Exercise materials:
** BEGIN **
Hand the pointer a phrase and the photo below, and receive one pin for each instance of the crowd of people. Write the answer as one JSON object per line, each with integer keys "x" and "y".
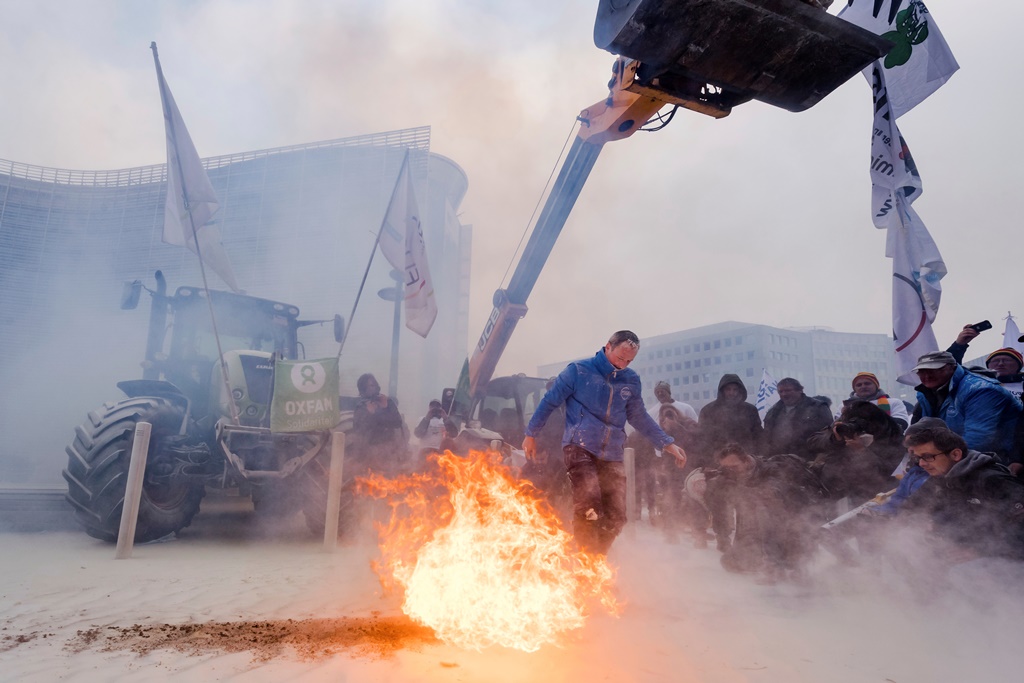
{"x": 773, "y": 493}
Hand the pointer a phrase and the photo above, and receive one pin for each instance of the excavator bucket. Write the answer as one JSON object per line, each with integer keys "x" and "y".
{"x": 724, "y": 52}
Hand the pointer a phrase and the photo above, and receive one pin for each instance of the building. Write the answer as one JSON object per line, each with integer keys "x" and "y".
{"x": 299, "y": 224}
{"x": 823, "y": 360}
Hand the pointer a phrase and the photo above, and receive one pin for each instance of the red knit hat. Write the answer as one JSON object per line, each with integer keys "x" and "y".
{"x": 869, "y": 376}
{"x": 1012, "y": 352}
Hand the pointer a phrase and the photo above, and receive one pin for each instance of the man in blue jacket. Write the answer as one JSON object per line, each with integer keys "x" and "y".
{"x": 972, "y": 406}
{"x": 600, "y": 395}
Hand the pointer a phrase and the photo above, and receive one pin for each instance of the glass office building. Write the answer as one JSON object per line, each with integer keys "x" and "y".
{"x": 299, "y": 225}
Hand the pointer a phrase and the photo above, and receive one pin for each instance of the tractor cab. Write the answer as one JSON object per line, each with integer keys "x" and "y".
{"x": 710, "y": 55}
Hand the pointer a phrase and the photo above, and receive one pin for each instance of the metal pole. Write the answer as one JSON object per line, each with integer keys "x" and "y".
{"x": 334, "y": 491}
{"x": 133, "y": 489}
{"x": 392, "y": 384}
{"x": 629, "y": 460}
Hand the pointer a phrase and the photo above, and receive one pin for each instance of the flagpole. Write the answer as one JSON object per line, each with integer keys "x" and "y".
{"x": 192, "y": 221}
{"x": 377, "y": 242}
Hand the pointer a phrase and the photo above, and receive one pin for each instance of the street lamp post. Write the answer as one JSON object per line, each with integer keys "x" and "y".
{"x": 396, "y": 294}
** END **
Written problem:
Extract every line of the records above verbatim and leave out the pictures.

Right answer:
Hand the pointer a phrase and the photo below, and receive one pin for each instance of the crowd of people. Write the answer as one JSON object per line, each with integer keys "x" and "y".
{"x": 773, "y": 493}
Hand the pointer a phrase and the photo above, and receive one pin for each instance of the excavator bucket. Write the answer as one JSON object per line, each with integer keys "x" and "y".
{"x": 724, "y": 52}
Hand the pointer a phrase and the photo above, and receive one pin for each instance of the building. Write the answer as one JSON object per line, each with integer keys "x" and "y".
{"x": 299, "y": 224}
{"x": 823, "y": 360}
Hand the pointer a phrase and the photo above, and receive one pin for each instance of the red knit hat. Write the answer as one JSON object per line, each with integer keys "x" and "y".
{"x": 869, "y": 376}
{"x": 1012, "y": 352}
Hand the pointer a phrase and the photo above, and receive one pin for each instance of the man in blue jacket. Write the answer as one JSON object per line, each with integer keys "x" and "y".
{"x": 972, "y": 406}
{"x": 600, "y": 395}
Hand the pointer a phrase and the photo above, and receive one pin for each instance of the glass office building. Write the answer as one JSON object per line, each with integer keys "x" and "y".
{"x": 299, "y": 225}
Hand the pointer a phrase and the photo above, and receive one pin for each instance of the tractor cab. Write the answer as one JSON object per line, each with integer keys "x" and "y".
{"x": 710, "y": 55}
Hand the pointer a phrase and the photo above, and receive one pin for each instance of the metal pole. Write the answer as one JSON object per line, each with integer keys "x" and "y".
{"x": 334, "y": 491}
{"x": 133, "y": 489}
{"x": 392, "y": 384}
{"x": 629, "y": 460}
Hand the pointer a phrase and the photo above, and receive one pin for each instance of the flagpole. Write the answer as one JSON object per line, each with integer keys "x" and "y".
{"x": 192, "y": 221}
{"x": 377, "y": 242}
Hand the pointer a phrase and the photo above, and receive one pin for each instance of the street lamp post. Write the answer as one JSON object per line, each with integer keys "x" and "y".
{"x": 396, "y": 294}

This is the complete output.